Point-per-instance localization data:
+++
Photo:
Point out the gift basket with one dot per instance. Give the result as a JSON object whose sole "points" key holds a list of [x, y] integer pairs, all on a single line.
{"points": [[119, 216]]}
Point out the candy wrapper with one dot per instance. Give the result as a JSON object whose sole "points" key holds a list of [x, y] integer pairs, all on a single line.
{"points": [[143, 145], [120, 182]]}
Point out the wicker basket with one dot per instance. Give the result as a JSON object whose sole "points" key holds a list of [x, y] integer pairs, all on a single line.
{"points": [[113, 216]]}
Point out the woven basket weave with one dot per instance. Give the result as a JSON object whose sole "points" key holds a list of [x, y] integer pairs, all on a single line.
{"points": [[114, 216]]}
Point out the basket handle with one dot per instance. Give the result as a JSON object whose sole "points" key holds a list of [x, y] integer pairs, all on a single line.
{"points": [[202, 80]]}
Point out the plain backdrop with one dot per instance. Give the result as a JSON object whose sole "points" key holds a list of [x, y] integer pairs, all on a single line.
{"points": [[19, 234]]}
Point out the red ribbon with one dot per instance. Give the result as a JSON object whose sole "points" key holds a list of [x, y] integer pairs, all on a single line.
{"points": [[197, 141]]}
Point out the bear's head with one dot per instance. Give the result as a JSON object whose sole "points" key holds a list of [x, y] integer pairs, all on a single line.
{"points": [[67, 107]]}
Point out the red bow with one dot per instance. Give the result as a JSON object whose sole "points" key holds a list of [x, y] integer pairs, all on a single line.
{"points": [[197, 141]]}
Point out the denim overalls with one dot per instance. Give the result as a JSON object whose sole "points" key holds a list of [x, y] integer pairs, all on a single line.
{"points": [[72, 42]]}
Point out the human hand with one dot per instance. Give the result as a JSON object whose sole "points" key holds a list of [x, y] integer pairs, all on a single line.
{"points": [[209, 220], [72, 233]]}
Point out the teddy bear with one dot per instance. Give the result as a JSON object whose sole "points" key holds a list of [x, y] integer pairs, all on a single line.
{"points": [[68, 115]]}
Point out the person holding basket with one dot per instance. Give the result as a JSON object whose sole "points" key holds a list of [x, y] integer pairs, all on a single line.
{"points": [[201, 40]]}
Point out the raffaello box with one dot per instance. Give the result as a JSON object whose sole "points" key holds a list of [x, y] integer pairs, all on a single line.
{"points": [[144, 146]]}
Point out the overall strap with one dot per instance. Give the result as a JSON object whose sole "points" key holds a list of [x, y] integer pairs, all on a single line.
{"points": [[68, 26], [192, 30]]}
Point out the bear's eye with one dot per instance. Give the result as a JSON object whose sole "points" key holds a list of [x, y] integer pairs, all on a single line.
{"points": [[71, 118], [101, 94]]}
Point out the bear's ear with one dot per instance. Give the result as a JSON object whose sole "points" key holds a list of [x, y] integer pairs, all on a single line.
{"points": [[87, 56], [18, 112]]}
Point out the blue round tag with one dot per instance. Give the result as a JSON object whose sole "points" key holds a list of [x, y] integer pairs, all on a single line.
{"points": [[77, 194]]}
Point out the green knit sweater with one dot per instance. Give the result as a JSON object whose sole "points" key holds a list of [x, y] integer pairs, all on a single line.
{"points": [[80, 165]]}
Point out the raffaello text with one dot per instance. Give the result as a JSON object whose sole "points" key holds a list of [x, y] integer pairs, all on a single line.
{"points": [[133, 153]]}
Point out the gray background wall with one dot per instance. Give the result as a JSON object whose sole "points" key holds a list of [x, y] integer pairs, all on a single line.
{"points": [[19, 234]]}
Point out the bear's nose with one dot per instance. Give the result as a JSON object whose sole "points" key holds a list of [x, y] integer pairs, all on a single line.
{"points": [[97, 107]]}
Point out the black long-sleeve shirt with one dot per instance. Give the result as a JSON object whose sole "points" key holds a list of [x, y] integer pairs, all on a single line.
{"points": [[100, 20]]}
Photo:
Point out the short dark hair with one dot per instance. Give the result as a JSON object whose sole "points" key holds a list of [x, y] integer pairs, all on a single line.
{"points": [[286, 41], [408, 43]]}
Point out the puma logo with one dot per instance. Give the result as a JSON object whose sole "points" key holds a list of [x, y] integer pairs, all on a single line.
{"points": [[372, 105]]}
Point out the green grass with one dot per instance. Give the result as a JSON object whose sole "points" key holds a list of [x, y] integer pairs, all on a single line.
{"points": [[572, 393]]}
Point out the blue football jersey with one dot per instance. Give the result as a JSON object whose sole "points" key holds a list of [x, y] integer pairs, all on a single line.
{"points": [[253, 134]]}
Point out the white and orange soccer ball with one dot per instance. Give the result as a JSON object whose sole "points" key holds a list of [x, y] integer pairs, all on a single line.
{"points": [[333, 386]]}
+++
● **EXERCISE INSTRUCTIONS**: Please give the full set of data again exactly.

● **TASK RESPONSE**:
Photo:
Point out the gift basket with one dot per instance. Give the result as a JSON object whose sole "points" key holds a list of [x, y] integer pairs, all on a single line.
{"points": [[119, 216]]}
Point out the candy wrapper with one dot per instance. Give the result as a JSON object whose sole "points" key holds a list of [x, y] integer pairs, all on a single line.
{"points": [[143, 145], [120, 182]]}
Point out the wicker basket with one dot per instance. Give the result as a JSON object whose sole "points" key holds a list of [x, y] integer pairs, all on a single line.
{"points": [[113, 216]]}
Point out the woven basket weave with one dot per instance. Give the result as a JSON object whose sole "points" key holds a list of [x, y] integer pairs, all on a single line.
{"points": [[114, 216]]}
Point out the basket handle with one dot per instance. Give the result as a JSON object whose sole "points" key holds a list of [x, y] integer pairs, all on a single line.
{"points": [[202, 80]]}
Point out the plain backdrop with one dot per instance. Give the result as a JSON object whose sole "points" key holds a list of [x, y] integer pairs, all on a single line.
{"points": [[19, 234]]}
Point out the red ribbon with one dot per instance. Give the result as a JSON object whose sole "points" key holds a list of [x, y] integer pairs, all on a single line.
{"points": [[197, 141]]}
Point out the bear's head with one dot per instance. Give the result as a JSON object whose sole "points" key holds a list of [x, y] integer pairs, all on a single line.
{"points": [[67, 107]]}
Point out the red bow with one dot per instance. Give the result as a JSON object whose sole "points" key holds a list of [x, y] integer pairs, all on a single line.
{"points": [[197, 141]]}
Point out the denim overalls with one dot per instance. Give the result as a JSON object whose sole "points" key holds a list of [x, y] integer pairs, all on a single line.
{"points": [[72, 42]]}
Point out the human hand with one dot per instance. Give the result as a JSON object whose sole "points" key holds a list of [x, y] integer pairs, all on a single line.
{"points": [[209, 220], [72, 233]]}
Point out the teddy bear with one dot per instance. Give the result as a JSON object whose sole "points" key holds a list of [x, y] integer pairs, all on a single line.
{"points": [[68, 115]]}
Point out the person holding basket with one dot per instance. Give the result as a JSON object whose sole "points" key holds a list of [x, y] integer pairs, all on a single line.
{"points": [[201, 40]]}
Point out the raffaello box with one dot per instance. Give the result as a JSON object whose sole "points" key holds a list of [x, y] integer pairs, all on a single line.
{"points": [[144, 146]]}
Point out the overall strap with one dot per instance. Give the result as a JSON object whose sole "points" key holds a list of [x, y] integer pairs, all on a single line.
{"points": [[68, 26], [192, 30]]}
Point out the bear's eye with one dot per instance. Give the result as a JSON object whose sole "points" key holds a list of [x, y] integer pairs, all on a single line.
{"points": [[71, 118], [101, 94]]}
Point out the bear's ear with one dot per instance. Give the result as a JSON object whose sole "points" key holds a list of [x, y] integer pairs, all on a single line.
{"points": [[87, 56], [18, 112]]}
Point out the blue round tag with one dot per instance. Give the result as a JSON object whose sole "points" key holds a list of [x, y] integer pairs, all on a single line.
{"points": [[77, 194]]}
Point out the green knit sweater with one dot per instance. Give the result as a JSON object whose sole "points" key holds a list of [x, y] integer pairs, all on a single line.
{"points": [[80, 165]]}
Point out the raffaello text with one dot per instance. Give the result as a JSON object whose sole "points" key holds a list of [x, y] integer pairs, all on a single line.
{"points": [[133, 153]]}
Point out the gray background wall with one dot per instance. Give the result as a JSON object whose sole "points" key holds a list of [x, y] integer pairs, all on a single line.
{"points": [[19, 234]]}
Point out the bear's nose with one dot per instance. Give the result as a JSON object whose sole "points" key holds a list of [x, y] integer pairs, all on a single line.
{"points": [[97, 107]]}
Point out the black long-sleeve shirt with one dot per instance. Give the result as a JSON object whose sole "points" key holds a list of [x, y] integer pairs, all on a single line.
{"points": [[100, 20]]}
Photo:
Point out the short dark hair with one dot per instance. Give the result as a JSON object whose sole "points" key holds a list of [x, y] integer pairs, all on a single line.
{"points": [[286, 41], [408, 43]]}
Point out the puma logo with one dot per instance. Give the result as a JSON object whose sole "points" key holds a list of [x, y] integer pairs, all on a single line.
{"points": [[372, 105]]}
Point out the green grass with one dot per instance. Give the result as a JSON object whose sole "points" key holds a list of [x, y] integer pairs, all on a single line.
{"points": [[572, 393]]}
Point out the blue football jersey with one dot per instance. Give the result as a JSON object whose sole "points" key holds a list of [x, y] integer pairs, all on a single line.
{"points": [[253, 134]]}
Point out the white and orange soccer ball with one dot per instance. Give the result as a JSON object whose sole "points" key holds a list of [x, y] integer pairs, all on a single line.
{"points": [[333, 386]]}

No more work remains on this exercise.